### JOB
Please repeat the data from the line containing "cliff face? Tag one per instance." through the end, including both, and leave out the pictures.

### DATA LINES
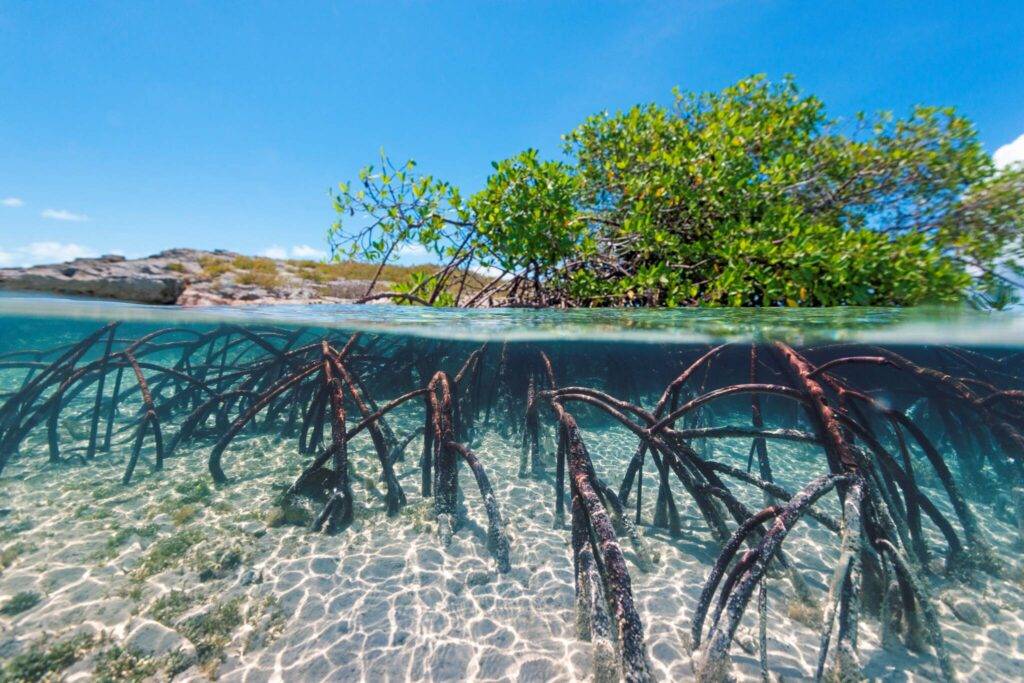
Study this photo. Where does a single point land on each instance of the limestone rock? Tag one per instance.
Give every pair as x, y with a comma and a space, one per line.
155, 639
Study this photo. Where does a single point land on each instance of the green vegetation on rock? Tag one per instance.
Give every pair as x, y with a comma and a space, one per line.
167, 552
20, 602
753, 196
211, 632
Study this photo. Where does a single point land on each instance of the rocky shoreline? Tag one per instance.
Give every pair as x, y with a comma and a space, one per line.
193, 278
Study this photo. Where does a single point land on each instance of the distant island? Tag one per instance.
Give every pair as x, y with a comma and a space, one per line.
198, 278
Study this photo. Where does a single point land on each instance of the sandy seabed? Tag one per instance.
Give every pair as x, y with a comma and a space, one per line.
189, 582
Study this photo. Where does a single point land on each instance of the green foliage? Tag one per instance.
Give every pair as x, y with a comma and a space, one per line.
20, 602
119, 665
196, 491
10, 554
166, 553
168, 607
211, 632
43, 659
752, 196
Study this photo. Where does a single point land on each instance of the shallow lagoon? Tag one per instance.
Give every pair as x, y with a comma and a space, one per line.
176, 574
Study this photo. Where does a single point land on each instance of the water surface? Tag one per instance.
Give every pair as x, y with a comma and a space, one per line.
208, 556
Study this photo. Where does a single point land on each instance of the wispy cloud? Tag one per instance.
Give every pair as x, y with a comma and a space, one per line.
274, 252
298, 251
1012, 153
43, 252
62, 214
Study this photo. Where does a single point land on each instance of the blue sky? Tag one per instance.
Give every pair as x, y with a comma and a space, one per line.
134, 127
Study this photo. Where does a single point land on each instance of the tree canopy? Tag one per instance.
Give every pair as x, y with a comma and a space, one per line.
749, 197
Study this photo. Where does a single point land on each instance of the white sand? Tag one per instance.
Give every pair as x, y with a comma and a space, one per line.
384, 601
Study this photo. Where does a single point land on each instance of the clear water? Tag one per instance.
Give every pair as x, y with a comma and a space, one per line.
120, 560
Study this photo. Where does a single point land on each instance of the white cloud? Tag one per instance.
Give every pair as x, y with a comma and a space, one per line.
43, 252
61, 214
1012, 153
298, 251
307, 252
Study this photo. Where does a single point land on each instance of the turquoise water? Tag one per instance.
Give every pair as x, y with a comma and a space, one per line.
391, 493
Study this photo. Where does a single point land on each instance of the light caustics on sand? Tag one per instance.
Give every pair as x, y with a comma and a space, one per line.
231, 379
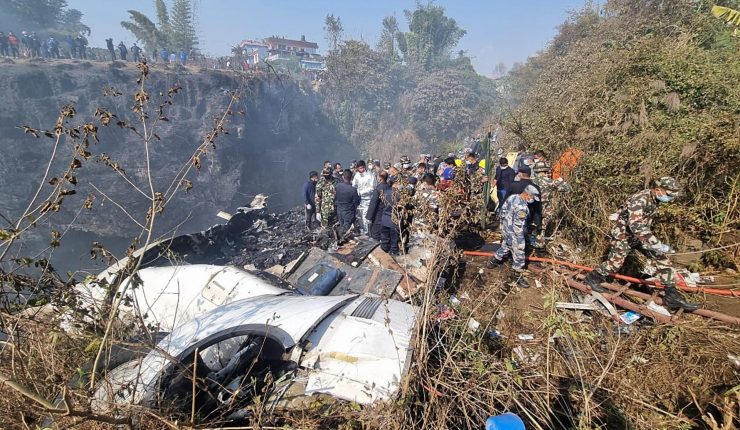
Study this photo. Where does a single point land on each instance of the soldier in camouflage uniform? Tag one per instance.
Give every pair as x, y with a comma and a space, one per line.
632, 231
326, 192
514, 216
543, 179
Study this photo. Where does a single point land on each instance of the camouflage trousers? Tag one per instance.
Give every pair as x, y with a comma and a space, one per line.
622, 244
328, 216
547, 217
514, 243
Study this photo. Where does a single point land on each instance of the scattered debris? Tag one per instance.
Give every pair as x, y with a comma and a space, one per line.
630, 317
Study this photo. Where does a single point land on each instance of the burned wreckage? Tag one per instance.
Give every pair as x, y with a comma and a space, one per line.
329, 323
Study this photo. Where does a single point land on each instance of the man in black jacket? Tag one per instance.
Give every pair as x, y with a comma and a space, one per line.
377, 205
535, 208
503, 180
309, 199
347, 202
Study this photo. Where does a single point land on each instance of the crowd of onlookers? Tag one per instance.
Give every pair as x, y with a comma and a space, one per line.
362, 198
31, 45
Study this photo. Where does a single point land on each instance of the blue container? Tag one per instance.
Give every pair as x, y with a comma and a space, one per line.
507, 421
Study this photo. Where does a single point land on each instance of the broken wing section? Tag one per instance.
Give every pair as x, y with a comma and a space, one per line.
361, 352
170, 296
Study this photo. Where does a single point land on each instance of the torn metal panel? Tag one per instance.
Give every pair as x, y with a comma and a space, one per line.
361, 353
169, 296
363, 279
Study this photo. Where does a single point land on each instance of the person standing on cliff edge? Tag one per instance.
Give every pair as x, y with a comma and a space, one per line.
111, 48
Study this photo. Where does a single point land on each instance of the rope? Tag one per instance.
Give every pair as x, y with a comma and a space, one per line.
683, 286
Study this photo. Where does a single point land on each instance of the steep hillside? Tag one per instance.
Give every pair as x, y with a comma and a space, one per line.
279, 135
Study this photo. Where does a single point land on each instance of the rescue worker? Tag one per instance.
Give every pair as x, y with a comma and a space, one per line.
326, 198
123, 51
389, 233
111, 48
347, 202
374, 214
502, 181
543, 179
53, 45
632, 231
406, 166
514, 219
522, 180
13, 42
4, 45
136, 53
309, 199
82, 46
365, 183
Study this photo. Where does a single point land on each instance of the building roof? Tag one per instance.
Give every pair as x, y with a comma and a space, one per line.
291, 42
250, 42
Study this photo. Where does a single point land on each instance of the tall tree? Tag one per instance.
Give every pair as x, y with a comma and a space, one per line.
71, 22
46, 15
431, 37
182, 26
163, 20
145, 31
333, 29
387, 42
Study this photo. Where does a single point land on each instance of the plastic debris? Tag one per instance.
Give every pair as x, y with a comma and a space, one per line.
658, 309
473, 325
454, 300
629, 317
444, 313
507, 421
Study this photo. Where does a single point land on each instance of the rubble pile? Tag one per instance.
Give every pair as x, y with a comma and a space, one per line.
273, 239
252, 237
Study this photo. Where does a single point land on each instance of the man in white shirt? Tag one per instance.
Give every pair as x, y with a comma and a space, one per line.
365, 183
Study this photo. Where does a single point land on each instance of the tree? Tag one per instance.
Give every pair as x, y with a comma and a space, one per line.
731, 16
431, 37
163, 19
500, 70
387, 42
182, 28
72, 22
145, 31
443, 104
175, 31
333, 29
46, 15
357, 91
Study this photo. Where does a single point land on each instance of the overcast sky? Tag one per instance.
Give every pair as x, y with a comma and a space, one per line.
497, 30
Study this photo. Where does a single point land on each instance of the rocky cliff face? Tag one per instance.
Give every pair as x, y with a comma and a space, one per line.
269, 149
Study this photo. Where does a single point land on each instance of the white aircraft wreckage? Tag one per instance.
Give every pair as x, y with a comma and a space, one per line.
329, 324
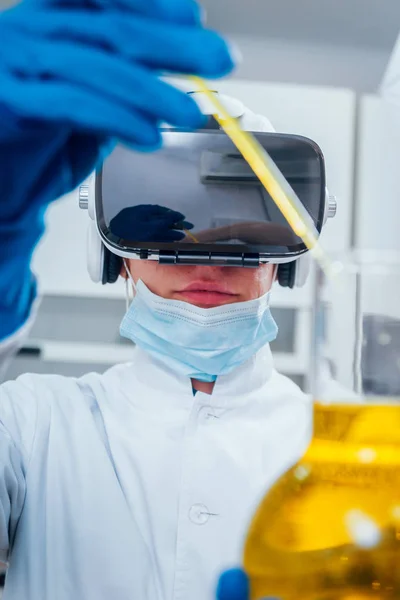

### REPLY TO THE EXERCISE
Study this photo. Where does a single point land on each instance of the rocky cliff face? Tag one per instance.
Give every pair as x, y with a comma and a space, one per line.
269, 149
Study this photo. Where does a single point land on each instance of the white aircraft wreckage? Tag one per instance.
Give every pair as x, y with a comma and a space, one per line.
329, 324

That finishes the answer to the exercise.